> **AIM OF THE EXERCISE**: Below are records; write all of them out exactly.

> **Referring expression pointing data**:
%%
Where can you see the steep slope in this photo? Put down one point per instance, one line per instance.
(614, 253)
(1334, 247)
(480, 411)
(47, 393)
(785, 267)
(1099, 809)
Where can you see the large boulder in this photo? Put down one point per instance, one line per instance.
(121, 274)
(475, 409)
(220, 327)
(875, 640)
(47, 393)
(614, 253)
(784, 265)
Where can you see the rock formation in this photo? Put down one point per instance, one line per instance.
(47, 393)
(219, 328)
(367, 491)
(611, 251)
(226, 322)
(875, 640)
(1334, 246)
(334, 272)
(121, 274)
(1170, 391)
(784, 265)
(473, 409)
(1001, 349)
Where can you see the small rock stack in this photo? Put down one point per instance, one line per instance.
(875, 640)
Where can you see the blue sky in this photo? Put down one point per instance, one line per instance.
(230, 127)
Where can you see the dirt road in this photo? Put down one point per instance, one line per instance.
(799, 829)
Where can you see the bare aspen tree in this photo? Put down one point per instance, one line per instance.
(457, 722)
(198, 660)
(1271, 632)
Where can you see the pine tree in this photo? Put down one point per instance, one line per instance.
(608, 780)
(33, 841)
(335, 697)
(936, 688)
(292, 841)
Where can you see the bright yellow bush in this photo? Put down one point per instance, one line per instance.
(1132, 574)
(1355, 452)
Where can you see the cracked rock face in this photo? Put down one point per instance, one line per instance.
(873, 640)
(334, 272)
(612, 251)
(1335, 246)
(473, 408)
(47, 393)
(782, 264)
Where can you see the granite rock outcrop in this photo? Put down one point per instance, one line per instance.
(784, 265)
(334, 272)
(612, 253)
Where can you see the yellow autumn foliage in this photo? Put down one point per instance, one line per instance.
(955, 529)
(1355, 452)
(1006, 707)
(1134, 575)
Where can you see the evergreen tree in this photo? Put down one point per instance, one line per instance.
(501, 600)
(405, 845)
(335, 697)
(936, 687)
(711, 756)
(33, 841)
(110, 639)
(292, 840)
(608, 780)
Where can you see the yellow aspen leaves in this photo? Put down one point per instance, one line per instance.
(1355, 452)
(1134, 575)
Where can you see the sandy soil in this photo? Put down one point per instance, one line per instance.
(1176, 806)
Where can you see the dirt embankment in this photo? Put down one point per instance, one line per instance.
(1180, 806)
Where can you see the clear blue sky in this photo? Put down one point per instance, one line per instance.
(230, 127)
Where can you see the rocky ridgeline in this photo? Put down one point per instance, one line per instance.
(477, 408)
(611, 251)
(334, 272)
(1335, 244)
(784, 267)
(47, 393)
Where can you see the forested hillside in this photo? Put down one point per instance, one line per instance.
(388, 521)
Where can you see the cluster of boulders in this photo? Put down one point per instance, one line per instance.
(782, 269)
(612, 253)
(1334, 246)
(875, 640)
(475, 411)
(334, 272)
%%
> **RESPONSE TO THIS EXERCISE**:
Where can you see the steep slope in this photo? Put down one point per instance, one line per instance.
(614, 253)
(1334, 247)
(480, 411)
(47, 393)
(785, 267)
(1099, 809)
Where can you see the large boulder in this photo? Put down one point per instance, one line per instance.
(121, 274)
(475, 409)
(220, 327)
(875, 640)
(47, 393)
(614, 253)
(784, 265)
Where can you see the rock formation in this photo? Put down one point per instance, one line per instance.
(47, 393)
(219, 328)
(367, 491)
(611, 251)
(226, 322)
(875, 640)
(1334, 246)
(334, 272)
(121, 274)
(1170, 391)
(784, 265)
(473, 409)
(1001, 349)
Where can you see the small rock stack in this photo? Put down one point per instance, one line per instance.
(875, 640)
Where can you see the blue sky in this photo? Put down one point per instance, one line per instance.
(230, 127)
Where can you see the dirt road in this photo? Put down one point per instance, one line per instance.
(799, 829)
Where can you see the bare aspen tree in this photo? Put down one point per instance, one line per instance.
(457, 722)
(198, 660)
(1271, 632)
Where can you see the pine tree in this photo? Put down one point per instance, one line per instance.
(608, 780)
(33, 841)
(335, 697)
(936, 688)
(292, 841)
Where can you see the bright yellow bush in this photo? Put down one point per instance, one line per instance.
(1132, 574)
(1355, 452)
Where can you see the cracked rock face in this photo? Put down one point per instance, one line per instance.
(873, 640)
(334, 272)
(612, 251)
(1335, 246)
(473, 408)
(47, 393)
(782, 264)
Where can you see the granite rock outcrop in this photo? Put down one point per instance, one line per instance.
(784, 265)
(334, 272)
(612, 253)
Where can you see the yellow autumn foliage in this photo? Put down one point per instance, one line per instance.
(955, 529)
(1355, 452)
(1006, 707)
(1134, 575)
Where can you see the evergreen tree in this photo? Put down one point per instance, one line per instance.
(501, 600)
(405, 845)
(335, 697)
(936, 687)
(711, 756)
(33, 841)
(110, 639)
(292, 840)
(608, 780)
Where can you see the yellow aspen leaves in this photo? Put down one point per instance, one line per instance.
(1355, 452)
(1134, 575)
Where can you see the sandy soil in this photo? Put down one point per instance, one line per instance.
(1176, 806)
Where can you see the dirt embankment in this photo? Put down one point per instance, one line per instance.
(1180, 806)
Where can you see the clear blue sky in this photo? Put down one point per instance, one line per instance.
(230, 127)
Where can you see the rocky ridgeline in this photo? Put down one point per instance, one line per instance.
(477, 408)
(611, 251)
(334, 272)
(1335, 244)
(784, 267)
(47, 393)
Where can you see the forested hillside in this photo? Put down one point per instance, one line per instance.
(388, 521)
Where can you see the cluster of boulders in this photo? Put down one point per instance, one line per instance.
(782, 269)
(612, 253)
(1334, 246)
(875, 640)
(475, 411)
(334, 272)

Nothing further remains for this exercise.